::: DATA

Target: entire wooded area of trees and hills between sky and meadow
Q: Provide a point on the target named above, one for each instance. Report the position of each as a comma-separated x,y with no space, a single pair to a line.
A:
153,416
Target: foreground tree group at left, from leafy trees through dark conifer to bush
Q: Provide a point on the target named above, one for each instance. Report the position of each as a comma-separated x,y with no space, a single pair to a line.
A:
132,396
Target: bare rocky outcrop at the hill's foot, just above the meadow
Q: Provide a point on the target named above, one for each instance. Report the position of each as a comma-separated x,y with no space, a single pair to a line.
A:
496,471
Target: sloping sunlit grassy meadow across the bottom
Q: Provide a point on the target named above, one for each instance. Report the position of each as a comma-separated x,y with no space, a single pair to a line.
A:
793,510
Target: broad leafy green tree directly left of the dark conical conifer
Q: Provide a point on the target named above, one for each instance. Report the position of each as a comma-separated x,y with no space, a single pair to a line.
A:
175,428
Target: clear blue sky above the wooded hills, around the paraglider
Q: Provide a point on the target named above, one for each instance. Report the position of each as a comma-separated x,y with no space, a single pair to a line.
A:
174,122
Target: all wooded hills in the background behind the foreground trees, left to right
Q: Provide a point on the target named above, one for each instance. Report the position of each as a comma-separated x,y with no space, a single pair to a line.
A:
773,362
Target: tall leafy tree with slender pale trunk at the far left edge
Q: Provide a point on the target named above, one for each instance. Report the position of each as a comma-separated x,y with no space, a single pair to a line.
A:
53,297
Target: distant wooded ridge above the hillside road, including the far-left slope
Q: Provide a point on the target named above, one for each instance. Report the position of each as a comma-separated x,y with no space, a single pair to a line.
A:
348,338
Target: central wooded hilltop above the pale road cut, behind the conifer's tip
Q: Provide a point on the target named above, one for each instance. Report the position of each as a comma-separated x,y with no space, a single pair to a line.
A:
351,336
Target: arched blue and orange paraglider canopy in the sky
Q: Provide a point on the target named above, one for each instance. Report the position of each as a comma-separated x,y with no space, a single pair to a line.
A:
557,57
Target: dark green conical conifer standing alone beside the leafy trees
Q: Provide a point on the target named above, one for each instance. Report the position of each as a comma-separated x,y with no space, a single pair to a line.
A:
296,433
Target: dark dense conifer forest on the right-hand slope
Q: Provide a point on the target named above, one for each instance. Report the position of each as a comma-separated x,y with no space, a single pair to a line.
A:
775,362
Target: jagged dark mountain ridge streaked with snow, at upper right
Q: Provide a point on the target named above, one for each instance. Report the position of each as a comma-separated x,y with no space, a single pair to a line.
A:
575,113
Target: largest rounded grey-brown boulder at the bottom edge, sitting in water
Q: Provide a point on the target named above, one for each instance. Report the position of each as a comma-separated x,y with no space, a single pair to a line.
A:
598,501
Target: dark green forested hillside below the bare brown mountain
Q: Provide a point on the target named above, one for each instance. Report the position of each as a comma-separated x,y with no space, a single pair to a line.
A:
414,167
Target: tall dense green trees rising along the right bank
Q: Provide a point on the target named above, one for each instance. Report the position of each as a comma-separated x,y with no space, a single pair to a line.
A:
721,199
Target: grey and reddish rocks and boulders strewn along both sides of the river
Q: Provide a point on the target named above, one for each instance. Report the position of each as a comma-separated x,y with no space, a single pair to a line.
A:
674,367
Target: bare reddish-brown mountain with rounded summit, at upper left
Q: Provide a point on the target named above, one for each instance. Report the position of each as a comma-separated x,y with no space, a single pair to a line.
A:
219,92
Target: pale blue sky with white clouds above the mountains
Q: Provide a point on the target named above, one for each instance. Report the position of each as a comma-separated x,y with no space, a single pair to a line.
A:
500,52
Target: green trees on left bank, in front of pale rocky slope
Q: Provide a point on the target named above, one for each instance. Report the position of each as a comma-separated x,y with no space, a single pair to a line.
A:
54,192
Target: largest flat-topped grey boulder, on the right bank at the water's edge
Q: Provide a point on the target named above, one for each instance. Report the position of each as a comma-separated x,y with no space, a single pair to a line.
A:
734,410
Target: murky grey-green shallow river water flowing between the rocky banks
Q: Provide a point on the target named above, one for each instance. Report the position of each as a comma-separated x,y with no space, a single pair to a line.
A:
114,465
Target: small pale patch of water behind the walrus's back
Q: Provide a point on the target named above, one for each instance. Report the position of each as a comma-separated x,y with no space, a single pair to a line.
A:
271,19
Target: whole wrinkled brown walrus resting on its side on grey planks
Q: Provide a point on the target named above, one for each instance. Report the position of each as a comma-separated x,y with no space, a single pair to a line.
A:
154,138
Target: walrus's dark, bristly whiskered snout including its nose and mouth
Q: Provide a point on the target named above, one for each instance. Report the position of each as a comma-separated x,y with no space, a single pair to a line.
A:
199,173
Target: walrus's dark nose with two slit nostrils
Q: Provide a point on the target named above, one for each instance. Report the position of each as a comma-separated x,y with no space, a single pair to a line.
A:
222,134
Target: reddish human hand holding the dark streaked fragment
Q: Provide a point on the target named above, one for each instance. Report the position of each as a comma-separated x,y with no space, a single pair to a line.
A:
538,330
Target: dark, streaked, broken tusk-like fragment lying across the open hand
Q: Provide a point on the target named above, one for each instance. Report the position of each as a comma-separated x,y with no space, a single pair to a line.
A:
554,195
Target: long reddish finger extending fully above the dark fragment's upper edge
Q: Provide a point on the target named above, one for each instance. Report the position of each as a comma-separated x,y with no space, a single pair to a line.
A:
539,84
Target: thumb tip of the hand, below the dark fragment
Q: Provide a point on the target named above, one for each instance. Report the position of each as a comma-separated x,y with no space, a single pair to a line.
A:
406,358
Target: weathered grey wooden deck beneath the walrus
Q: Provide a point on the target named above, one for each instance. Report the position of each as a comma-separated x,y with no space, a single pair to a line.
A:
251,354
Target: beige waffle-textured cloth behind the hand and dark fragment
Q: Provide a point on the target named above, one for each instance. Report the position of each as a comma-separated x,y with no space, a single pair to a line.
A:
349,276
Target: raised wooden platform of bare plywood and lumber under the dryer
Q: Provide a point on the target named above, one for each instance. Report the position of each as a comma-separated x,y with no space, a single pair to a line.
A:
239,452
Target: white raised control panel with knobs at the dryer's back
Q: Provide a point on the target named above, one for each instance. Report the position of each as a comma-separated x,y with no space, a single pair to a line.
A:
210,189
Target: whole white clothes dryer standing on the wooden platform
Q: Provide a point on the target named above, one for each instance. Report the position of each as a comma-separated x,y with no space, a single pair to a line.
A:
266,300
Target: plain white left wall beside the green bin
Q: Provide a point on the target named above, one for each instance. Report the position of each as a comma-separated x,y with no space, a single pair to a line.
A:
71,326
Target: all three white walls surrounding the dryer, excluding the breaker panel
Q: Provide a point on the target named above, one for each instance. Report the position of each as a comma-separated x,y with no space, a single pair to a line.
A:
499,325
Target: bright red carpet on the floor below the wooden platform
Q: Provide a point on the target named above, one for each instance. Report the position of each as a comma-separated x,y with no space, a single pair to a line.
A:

::::::

TASK BRIEF:
Each line of the material with the word "rocky" in it should be listed.

RESPONSE AREA:
Target: bare rocky outcrop at the hill's foot, just above the meadow
Target: green trees on left bank, in front of pale rocky slope
Target: murky grey-green shallow river water flowing between the rocky banks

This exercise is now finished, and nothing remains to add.